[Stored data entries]
'''
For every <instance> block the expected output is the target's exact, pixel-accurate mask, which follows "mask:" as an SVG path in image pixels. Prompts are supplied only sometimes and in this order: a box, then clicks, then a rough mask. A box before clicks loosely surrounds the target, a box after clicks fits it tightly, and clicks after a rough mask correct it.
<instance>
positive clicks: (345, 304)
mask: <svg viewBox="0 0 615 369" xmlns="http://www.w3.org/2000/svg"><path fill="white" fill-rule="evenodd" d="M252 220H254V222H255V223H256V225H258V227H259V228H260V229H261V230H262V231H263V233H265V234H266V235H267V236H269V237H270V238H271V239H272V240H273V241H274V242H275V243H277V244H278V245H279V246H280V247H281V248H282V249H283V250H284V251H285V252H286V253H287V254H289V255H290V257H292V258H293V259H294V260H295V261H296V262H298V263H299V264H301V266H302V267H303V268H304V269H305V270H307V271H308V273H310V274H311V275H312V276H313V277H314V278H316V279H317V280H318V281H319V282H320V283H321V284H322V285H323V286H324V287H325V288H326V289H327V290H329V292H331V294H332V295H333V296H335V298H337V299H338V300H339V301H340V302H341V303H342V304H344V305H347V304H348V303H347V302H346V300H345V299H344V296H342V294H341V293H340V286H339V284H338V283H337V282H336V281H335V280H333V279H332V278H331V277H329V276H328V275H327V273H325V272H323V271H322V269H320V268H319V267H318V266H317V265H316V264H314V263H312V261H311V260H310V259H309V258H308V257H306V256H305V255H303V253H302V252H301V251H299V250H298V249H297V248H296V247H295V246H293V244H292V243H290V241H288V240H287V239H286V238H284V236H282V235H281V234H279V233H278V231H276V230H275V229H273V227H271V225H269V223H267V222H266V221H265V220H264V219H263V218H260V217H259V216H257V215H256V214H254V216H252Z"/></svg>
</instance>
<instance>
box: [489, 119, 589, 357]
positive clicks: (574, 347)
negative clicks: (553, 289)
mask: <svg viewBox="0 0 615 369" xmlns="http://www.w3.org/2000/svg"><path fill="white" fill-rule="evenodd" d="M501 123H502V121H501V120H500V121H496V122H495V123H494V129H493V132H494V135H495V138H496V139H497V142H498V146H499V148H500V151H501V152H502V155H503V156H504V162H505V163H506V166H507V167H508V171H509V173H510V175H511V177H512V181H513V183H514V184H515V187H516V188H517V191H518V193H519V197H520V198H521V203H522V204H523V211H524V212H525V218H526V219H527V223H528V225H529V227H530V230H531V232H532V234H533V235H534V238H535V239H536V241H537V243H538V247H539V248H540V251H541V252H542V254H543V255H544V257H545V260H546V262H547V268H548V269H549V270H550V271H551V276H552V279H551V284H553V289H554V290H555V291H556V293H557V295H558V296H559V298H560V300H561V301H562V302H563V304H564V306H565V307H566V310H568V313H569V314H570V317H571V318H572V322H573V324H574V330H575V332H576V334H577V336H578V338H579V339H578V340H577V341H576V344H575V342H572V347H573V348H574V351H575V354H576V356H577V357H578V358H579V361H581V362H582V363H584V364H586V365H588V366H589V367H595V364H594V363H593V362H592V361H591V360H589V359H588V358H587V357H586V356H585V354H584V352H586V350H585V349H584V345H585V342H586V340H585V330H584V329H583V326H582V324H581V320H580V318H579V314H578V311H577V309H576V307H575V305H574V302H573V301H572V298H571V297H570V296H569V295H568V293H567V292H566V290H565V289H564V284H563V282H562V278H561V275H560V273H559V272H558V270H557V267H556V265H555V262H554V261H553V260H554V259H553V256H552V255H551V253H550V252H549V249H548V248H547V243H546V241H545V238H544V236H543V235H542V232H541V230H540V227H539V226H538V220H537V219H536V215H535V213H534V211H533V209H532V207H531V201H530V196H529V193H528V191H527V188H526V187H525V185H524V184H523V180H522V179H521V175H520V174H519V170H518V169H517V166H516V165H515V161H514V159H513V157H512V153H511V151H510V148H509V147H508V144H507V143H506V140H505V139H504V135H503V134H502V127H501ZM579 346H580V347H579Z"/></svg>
'''
Requirement - In the data, how many lines include the string "instance"? Reply with only that number.

Answer to this problem - 4